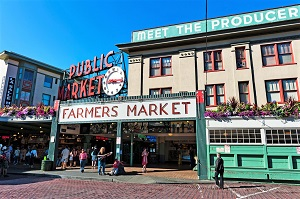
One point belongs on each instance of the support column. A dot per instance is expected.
(202, 164)
(131, 149)
(87, 142)
(54, 141)
(118, 140)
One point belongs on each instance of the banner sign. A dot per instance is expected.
(216, 24)
(9, 91)
(160, 109)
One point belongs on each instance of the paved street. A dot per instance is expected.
(29, 186)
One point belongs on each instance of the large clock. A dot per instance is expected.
(113, 81)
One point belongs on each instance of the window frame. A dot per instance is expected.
(213, 61)
(51, 83)
(246, 93)
(215, 95)
(281, 89)
(241, 59)
(44, 94)
(159, 90)
(160, 66)
(276, 54)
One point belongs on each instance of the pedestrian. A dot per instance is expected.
(82, 159)
(102, 160)
(94, 157)
(115, 168)
(23, 154)
(33, 156)
(192, 157)
(219, 169)
(71, 158)
(145, 154)
(3, 165)
(17, 156)
(65, 157)
(28, 156)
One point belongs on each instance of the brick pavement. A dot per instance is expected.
(44, 187)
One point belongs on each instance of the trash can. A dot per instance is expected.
(46, 165)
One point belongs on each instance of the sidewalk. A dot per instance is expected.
(133, 174)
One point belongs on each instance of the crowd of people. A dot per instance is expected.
(27, 155)
(68, 158)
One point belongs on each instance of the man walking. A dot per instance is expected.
(219, 169)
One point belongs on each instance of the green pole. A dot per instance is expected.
(54, 141)
(118, 140)
(202, 164)
(131, 149)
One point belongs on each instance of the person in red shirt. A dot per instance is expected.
(114, 171)
(82, 158)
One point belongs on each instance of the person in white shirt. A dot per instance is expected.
(65, 156)
(17, 156)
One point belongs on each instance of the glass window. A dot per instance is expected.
(283, 136)
(215, 94)
(240, 57)
(48, 82)
(240, 136)
(46, 99)
(25, 96)
(159, 91)
(213, 61)
(28, 75)
(244, 92)
(160, 66)
(281, 90)
(276, 54)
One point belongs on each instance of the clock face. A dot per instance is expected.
(113, 81)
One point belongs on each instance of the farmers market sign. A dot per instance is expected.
(222, 23)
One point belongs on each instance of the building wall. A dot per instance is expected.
(40, 89)
(183, 67)
(11, 63)
(9, 70)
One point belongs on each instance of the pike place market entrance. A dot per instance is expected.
(165, 125)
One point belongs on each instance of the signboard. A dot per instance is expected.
(221, 23)
(2, 88)
(227, 148)
(9, 91)
(298, 150)
(109, 83)
(158, 109)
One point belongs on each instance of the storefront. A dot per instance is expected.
(165, 125)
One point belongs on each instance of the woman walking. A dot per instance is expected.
(145, 154)
(102, 160)
(82, 158)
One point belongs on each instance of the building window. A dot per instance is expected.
(28, 75)
(244, 92)
(281, 90)
(239, 136)
(215, 94)
(213, 61)
(48, 81)
(277, 54)
(25, 96)
(17, 93)
(240, 55)
(283, 136)
(160, 66)
(159, 91)
(46, 99)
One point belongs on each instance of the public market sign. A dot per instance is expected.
(222, 23)
(136, 110)
(111, 82)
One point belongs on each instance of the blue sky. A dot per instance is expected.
(65, 32)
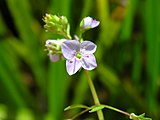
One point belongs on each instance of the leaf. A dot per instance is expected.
(96, 108)
(139, 117)
(76, 106)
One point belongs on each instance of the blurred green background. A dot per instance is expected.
(128, 57)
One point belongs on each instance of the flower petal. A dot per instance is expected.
(73, 65)
(87, 47)
(87, 22)
(95, 23)
(54, 57)
(69, 48)
(89, 62)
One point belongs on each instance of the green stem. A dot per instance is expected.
(94, 94)
(117, 110)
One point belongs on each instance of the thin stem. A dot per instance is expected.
(94, 94)
(117, 110)
(74, 117)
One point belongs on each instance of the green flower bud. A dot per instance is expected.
(57, 24)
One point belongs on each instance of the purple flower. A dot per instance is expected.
(79, 55)
(88, 23)
(54, 49)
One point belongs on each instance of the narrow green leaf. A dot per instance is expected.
(75, 106)
(139, 117)
(96, 108)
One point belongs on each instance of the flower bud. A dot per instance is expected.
(54, 49)
(88, 23)
(57, 24)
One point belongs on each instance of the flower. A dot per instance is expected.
(88, 23)
(54, 49)
(79, 55)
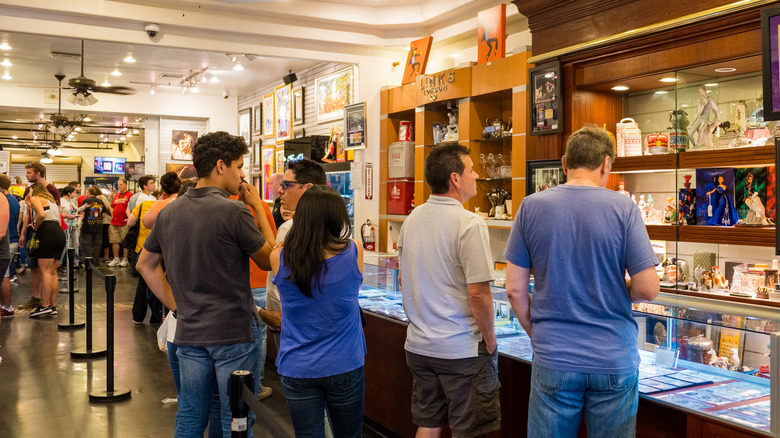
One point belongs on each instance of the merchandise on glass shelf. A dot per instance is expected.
(707, 120)
(629, 138)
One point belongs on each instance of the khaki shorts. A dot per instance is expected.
(461, 392)
(116, 233)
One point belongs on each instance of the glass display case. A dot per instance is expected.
(705, 357)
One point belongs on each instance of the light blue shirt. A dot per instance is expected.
(580, 241)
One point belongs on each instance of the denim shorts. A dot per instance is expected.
(463, 392)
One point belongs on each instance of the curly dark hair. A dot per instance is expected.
(307, 171)
(170, 183)
(216, 146)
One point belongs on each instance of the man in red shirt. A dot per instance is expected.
(118, 228)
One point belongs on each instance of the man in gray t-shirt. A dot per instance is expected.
(207, 281)
(444, 252)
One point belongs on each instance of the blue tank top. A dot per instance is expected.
(322, 335)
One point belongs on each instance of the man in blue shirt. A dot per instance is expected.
(580, 239)
(6, 308)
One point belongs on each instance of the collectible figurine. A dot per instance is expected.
(702, 127)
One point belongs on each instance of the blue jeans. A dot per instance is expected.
(341, 395)
(557, 399)
(202, 368)
(258, 293)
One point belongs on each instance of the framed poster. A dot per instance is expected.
(332, 93)
(542, 175)
(545, 99)
(181, 144)
(257, 119)
(355, 126)
(245, 125)
(267, 169)
(268, 115)
(298, 105)
(283, 115)
(770, 45)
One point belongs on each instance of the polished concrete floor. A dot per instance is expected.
(45, 393)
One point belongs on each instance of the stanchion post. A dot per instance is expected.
(110, 394)
(71, 324)
(239, 426)
(88, 353)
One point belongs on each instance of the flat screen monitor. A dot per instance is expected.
(110, 165)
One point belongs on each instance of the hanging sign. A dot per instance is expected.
(369, 181)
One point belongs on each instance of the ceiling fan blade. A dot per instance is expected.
(114, 90)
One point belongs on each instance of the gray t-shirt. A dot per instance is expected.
(442, 248)
(205, 239)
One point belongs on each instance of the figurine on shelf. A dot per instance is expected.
(703, 126)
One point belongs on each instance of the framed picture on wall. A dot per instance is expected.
(545, 99)
(268, 115)
(332, 93)
(257, 119)
(297, 105)
(355, 126)
(542, 175)
(283, 102)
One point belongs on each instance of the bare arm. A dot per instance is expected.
(643, 286)
(150, 268)
(481, 302)
(517, 285)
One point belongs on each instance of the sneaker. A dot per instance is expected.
(265, 392)
(32, 303)
(40, 311)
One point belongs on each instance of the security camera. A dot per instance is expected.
(152, 30)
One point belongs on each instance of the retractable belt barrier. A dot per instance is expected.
(242, 399)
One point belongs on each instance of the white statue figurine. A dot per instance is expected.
(702, 126)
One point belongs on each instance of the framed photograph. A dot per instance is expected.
(245, 125)
(298, 105)
(283, 114)
(267, 169)
(355, 126)
(542, 175)
(181, 144)
(257, 120)
(268, 115)
(332, 93)
(770, 44)
(545, 99)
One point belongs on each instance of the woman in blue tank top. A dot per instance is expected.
(320, 360)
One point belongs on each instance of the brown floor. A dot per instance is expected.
(44, 393)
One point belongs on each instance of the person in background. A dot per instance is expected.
(144, 297)
(274, 185)
(209, 290)
(51, 242)
(118, 228)
(318, 272)
(445, 259)
(12, 236)
(94, 208)
(593, 236)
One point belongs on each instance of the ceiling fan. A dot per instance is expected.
(84, 87)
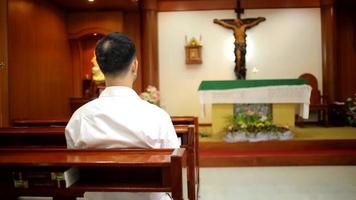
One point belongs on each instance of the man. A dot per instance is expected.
(119, 118)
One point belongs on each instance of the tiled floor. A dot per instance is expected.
(279, 183)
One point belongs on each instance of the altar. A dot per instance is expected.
(287, 97)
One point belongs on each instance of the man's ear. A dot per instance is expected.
(134, 66)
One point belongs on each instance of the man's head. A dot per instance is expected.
(116, 56)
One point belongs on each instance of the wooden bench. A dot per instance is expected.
(193, 122)
(53, 137)
(114, 170)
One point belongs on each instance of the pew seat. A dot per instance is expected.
(121, 170)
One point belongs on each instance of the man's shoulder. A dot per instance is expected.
(88, 108)
(155, 110)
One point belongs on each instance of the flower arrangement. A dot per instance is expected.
(151, 95)
(350, 105)
(252, 126)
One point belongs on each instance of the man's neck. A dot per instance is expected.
(118, 82)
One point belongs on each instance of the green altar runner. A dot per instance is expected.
(285, 95)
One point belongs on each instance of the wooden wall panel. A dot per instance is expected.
(328, 31)
(149, 47)
(82, 23)
(346, 52)
(185, 5)
(132, 28)
(40, 68)
(4, 103)
(81, 27)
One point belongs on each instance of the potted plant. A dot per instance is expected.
(253, 127)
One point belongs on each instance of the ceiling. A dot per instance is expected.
(84, 5)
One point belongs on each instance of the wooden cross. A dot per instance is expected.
(240, 26)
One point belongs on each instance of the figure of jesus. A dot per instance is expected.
(240, 27)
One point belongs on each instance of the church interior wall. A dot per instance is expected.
(40, 71)
(286, 45)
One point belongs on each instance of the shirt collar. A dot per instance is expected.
(115, 91)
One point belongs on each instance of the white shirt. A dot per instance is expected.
(119, 118)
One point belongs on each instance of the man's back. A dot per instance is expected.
(120, 119)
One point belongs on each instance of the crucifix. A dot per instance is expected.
(240, 26)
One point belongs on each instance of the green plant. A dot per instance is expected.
(252, 123)
(350, 105)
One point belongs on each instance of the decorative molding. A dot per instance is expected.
(187, 5)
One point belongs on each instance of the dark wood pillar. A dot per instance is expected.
(4, 94)
(328, 31)
(149, 62)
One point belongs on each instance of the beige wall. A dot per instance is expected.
(286, 45)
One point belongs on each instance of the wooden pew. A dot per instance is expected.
(53, 137)
(39, 122)
(191, 121)
(121, 170)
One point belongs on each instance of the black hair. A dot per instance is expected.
(114, 53)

- **The request**: Starting with the line that contains "One point belongs on each instance of the wooden cross.", print each line through the last one in the listing. Include both end lines and add nothing.

- **Exercise output**:
One point belongs on each instance of the wooden cross. A dot per instance is expected.
(240, 26)
One point belongs on each instance of the figure of jesus. A dot per instance is expected.
(240, 27)
One point belongs on each instance of the church interior wall. A dot per instance is expected.
(40, 71)
(286, 45)
One point belongs on each instance of the shirt collar. A dot per instance is expected.
(115, 91)
One point belongs on each instance of the white shirt. A dot per instance is expected.
(119, 118)
One point belongs on each instance of the man's back. A dot per instance is expected.
(120, 119)
One point belongs on each instance of the crucifix. A dot per instance is expected.
(240, 26)
One point belongs on each instance of the green plant. A dot per instance is expected.
(252, 123)
(350, 105)
One point belongs on each instance of the decorative molding. A dot per instance is expected.
(187, 5)
One point belongs on each instance of the dark wood pillar. A dot per instance is expected.
(4, 94)
(328, 31)
(149, 62)
One point belongs on each instance of the beige wall. A dot per instance is expected.
(286, 45)
One point belongs on each instance of the wooden pew. A dot per instance is expected.
(53, 137)
(39, 122)
(191, 121)
(121, 170)
One point belongs on each instance of the black hair. A dot per instance is expected.
(114, 53)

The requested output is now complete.